ROWS start

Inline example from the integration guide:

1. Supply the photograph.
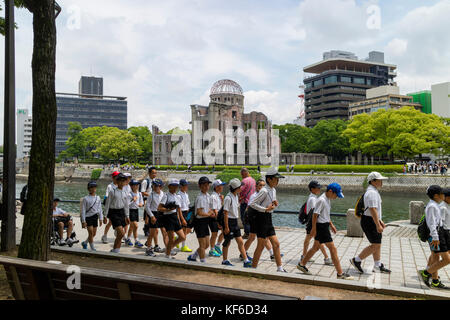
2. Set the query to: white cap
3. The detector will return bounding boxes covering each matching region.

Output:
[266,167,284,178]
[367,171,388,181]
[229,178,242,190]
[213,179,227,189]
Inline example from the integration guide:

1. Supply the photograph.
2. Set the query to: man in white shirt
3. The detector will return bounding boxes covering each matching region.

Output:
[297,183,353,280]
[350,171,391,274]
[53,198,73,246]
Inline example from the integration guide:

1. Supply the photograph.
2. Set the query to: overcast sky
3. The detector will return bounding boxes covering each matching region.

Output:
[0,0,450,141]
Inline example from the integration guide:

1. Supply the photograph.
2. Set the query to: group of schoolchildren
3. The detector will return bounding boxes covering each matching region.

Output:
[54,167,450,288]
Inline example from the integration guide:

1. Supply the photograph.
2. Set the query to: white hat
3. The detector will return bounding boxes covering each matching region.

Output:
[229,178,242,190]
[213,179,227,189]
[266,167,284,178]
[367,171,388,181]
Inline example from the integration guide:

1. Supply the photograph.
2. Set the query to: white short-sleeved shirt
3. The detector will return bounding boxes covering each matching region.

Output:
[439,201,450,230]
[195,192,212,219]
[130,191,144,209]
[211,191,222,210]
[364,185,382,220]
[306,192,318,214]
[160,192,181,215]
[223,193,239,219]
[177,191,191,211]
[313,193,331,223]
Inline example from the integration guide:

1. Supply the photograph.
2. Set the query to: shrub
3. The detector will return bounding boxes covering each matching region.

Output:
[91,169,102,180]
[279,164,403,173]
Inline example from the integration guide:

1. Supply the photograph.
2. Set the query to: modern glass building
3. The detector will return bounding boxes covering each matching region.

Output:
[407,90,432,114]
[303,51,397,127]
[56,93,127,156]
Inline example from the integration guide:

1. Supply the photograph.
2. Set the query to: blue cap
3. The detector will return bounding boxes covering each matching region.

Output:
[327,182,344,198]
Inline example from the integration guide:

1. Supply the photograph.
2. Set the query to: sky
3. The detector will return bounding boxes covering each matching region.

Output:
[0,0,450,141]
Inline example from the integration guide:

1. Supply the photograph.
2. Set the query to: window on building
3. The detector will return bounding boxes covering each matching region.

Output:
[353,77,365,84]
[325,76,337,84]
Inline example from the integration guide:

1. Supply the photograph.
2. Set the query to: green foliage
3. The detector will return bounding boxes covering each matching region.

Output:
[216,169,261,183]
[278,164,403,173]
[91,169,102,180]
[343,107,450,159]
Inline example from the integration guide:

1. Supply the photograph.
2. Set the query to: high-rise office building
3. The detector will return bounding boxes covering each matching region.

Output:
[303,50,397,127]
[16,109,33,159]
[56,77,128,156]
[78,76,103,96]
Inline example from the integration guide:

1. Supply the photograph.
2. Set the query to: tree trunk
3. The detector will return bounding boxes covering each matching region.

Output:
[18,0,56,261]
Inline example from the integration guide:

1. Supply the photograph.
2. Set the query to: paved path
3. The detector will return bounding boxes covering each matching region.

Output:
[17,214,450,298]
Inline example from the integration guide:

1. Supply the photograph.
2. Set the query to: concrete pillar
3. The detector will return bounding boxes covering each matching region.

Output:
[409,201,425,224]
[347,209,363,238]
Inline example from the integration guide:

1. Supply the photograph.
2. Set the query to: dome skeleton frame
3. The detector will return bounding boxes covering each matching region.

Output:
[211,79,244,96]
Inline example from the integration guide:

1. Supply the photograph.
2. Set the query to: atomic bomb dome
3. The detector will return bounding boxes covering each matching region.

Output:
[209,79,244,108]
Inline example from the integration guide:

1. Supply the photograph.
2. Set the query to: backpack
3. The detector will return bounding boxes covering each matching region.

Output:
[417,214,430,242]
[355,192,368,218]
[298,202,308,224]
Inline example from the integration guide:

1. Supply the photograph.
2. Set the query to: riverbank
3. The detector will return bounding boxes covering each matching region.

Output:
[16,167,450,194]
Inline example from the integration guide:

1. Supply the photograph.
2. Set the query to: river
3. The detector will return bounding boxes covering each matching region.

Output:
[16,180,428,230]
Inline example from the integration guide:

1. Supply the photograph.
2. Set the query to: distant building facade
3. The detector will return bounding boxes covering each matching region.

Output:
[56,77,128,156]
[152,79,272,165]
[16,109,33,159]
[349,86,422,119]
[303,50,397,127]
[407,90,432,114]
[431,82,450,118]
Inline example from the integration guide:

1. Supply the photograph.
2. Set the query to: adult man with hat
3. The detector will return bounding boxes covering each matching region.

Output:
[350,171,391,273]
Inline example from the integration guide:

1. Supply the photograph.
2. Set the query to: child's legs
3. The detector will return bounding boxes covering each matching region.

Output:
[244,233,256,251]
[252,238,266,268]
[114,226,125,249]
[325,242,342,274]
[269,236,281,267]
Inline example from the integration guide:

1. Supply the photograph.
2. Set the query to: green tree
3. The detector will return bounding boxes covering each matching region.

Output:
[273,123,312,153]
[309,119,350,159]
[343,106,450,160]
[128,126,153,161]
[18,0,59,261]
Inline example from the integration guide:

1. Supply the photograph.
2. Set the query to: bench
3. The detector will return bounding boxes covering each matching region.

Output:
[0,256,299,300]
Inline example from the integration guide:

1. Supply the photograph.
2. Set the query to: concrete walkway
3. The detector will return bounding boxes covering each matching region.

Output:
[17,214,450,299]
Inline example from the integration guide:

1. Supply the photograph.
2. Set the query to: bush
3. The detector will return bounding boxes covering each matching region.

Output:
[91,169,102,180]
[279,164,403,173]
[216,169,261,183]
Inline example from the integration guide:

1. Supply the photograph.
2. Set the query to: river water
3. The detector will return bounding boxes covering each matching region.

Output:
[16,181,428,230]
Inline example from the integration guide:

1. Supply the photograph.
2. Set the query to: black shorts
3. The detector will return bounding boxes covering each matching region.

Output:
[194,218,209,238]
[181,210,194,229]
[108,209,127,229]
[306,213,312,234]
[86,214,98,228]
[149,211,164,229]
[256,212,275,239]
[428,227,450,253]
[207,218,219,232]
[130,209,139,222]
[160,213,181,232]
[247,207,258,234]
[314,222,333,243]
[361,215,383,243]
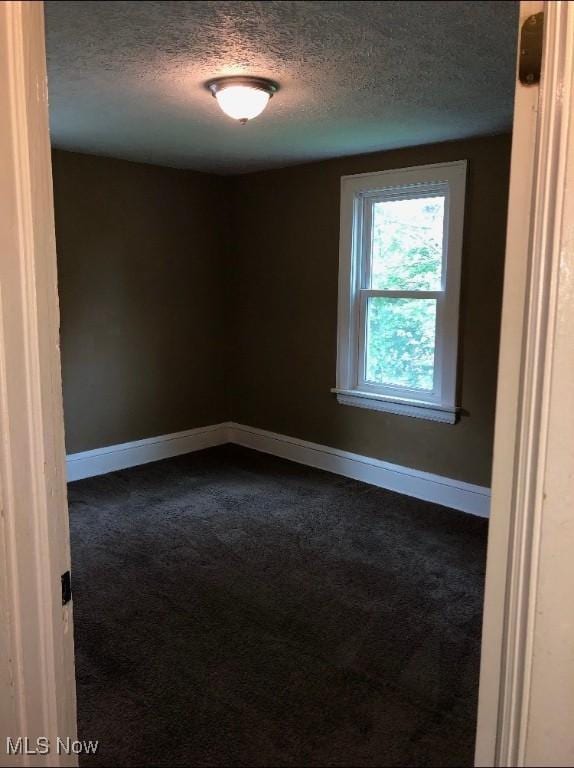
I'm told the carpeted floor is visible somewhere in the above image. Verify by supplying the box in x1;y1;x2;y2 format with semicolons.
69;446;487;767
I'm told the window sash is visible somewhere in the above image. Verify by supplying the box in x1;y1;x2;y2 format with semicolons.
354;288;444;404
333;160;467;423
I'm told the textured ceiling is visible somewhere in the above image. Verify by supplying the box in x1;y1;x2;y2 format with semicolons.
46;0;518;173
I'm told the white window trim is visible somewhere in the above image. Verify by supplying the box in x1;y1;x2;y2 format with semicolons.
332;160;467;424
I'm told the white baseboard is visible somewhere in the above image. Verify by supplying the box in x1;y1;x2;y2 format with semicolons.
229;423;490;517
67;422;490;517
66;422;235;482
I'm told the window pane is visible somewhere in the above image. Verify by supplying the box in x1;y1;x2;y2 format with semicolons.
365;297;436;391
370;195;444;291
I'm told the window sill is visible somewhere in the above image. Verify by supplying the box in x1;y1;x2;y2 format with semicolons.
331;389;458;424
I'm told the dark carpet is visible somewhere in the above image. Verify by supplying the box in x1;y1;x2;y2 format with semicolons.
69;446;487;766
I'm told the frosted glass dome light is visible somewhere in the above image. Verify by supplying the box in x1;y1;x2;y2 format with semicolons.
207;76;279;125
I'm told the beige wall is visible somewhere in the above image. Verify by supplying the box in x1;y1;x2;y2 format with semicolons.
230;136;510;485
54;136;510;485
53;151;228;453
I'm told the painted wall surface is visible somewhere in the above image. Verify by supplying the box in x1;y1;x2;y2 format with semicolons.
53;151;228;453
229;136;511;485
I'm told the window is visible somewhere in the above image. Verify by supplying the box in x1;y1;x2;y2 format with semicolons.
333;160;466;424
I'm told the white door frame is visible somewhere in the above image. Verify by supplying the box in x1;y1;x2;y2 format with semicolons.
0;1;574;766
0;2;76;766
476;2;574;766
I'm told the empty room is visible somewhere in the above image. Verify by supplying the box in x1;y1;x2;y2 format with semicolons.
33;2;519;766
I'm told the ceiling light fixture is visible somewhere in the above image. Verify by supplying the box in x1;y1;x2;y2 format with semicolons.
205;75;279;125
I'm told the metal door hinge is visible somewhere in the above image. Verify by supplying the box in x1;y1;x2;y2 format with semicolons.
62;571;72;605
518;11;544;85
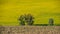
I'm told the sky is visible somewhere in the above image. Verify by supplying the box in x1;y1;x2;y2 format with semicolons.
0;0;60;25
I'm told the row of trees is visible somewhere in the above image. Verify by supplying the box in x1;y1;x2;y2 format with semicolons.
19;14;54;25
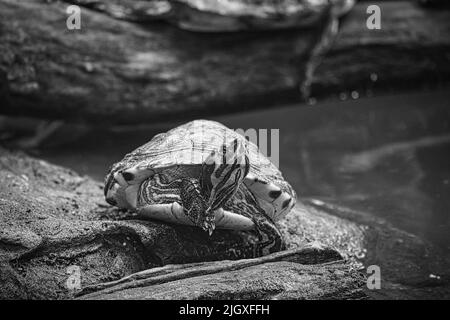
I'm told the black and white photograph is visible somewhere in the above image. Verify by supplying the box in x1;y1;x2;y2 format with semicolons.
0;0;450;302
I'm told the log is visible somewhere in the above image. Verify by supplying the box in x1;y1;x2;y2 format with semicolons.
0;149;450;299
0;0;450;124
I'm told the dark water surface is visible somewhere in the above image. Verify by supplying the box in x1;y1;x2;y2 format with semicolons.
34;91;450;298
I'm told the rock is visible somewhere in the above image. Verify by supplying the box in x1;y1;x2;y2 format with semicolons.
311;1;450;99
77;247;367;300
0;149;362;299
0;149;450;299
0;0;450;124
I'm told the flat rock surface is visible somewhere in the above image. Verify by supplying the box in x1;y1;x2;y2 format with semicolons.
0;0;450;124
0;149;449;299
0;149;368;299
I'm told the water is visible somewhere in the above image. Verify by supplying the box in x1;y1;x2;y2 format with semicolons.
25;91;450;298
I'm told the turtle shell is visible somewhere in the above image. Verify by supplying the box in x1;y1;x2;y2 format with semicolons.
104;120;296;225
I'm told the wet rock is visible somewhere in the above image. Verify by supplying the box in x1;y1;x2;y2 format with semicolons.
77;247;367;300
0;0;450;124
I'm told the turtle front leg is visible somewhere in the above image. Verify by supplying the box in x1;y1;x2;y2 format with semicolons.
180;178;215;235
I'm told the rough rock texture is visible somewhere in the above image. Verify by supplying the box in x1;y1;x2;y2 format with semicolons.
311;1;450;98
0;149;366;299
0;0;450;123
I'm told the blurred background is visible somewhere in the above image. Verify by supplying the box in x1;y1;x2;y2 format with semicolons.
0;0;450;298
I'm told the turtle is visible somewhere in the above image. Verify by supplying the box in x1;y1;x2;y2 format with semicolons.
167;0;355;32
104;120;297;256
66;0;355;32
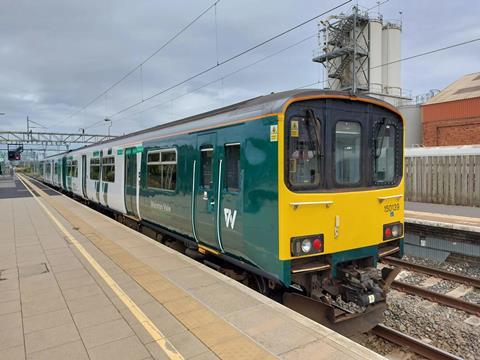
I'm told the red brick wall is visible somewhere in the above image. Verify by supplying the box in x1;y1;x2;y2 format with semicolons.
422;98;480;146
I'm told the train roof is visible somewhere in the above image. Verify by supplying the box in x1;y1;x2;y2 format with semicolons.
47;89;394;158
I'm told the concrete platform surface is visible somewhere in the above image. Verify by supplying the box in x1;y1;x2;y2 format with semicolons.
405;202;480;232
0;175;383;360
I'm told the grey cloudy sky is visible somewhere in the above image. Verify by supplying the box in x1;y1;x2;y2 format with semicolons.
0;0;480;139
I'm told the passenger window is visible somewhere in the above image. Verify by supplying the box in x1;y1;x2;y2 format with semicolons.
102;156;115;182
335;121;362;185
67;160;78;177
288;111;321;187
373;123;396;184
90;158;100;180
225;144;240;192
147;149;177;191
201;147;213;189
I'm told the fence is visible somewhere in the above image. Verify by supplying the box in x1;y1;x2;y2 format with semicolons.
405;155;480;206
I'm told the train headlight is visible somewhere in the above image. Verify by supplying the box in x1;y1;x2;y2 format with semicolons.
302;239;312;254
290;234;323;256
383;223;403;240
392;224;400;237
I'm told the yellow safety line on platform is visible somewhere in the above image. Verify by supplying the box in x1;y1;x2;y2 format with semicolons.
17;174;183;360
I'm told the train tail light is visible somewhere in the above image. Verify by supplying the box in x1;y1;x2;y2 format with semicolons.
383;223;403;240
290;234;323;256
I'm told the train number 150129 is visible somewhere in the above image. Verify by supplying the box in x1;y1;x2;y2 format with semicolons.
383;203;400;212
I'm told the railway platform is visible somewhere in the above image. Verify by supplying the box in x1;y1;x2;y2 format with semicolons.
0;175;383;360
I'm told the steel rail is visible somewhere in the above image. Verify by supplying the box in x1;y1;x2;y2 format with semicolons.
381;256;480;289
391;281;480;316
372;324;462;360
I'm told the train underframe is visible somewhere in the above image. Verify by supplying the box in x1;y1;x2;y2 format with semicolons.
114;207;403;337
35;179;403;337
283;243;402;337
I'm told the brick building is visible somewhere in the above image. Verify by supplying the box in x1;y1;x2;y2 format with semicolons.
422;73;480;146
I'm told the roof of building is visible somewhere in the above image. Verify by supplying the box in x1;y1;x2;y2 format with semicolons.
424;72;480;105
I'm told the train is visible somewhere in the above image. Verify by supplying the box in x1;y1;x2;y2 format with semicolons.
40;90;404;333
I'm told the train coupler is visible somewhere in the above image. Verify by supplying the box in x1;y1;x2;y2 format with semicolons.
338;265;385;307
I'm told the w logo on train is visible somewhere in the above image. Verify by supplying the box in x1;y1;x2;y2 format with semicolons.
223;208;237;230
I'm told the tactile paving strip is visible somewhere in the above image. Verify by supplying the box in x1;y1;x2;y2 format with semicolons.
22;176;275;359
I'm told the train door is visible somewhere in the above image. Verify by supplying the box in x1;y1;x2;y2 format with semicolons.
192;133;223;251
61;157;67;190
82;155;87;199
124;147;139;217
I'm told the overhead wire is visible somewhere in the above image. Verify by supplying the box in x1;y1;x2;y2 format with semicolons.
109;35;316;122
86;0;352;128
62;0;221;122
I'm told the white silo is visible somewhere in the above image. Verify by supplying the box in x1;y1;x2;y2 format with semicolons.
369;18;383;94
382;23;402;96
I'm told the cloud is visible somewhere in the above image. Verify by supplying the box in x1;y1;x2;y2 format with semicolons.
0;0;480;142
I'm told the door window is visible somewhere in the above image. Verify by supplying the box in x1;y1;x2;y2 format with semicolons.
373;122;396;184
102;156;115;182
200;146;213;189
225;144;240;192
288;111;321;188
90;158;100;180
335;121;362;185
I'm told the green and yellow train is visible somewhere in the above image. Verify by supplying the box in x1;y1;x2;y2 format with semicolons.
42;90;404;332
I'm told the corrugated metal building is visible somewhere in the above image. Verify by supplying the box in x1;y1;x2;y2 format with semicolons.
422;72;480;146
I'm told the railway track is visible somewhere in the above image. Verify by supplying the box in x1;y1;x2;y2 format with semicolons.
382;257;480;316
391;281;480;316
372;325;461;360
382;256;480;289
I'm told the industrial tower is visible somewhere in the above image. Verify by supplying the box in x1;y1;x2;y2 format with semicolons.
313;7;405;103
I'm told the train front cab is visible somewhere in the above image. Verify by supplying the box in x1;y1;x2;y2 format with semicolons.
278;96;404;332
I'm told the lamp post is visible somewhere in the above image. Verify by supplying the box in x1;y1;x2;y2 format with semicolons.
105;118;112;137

ROWS end

◆ GIVEN INSTRUCTION
Reproduce the listing from the line with "I'm told the tactile" to the line with "62;0;221;122", substituting "overhead cable" for "overhead wire" and leaving everything else the same.

◆ RESULT OF THE EXERCISE
I'm told the tactile paving strip is visible somewhere in the above image. Verify by supplying the box in x1;y1;x2;y2 format with semicolons.
22;176;275;359
I'm told the train door is visible somewhere in the above image. Verify by supplying the box in x1;y1;x2;y2 format with semicolons.
192;133;223;251
61;157;67;190
82;155;87;199
124;147;139;217
I'm told the overhead cable is visible somewhere in the above image. Verify by supplying the box in x1;y1;x2;y2 format with semicolons.
109;35;316;122
86;0;352;128
62;0;221;122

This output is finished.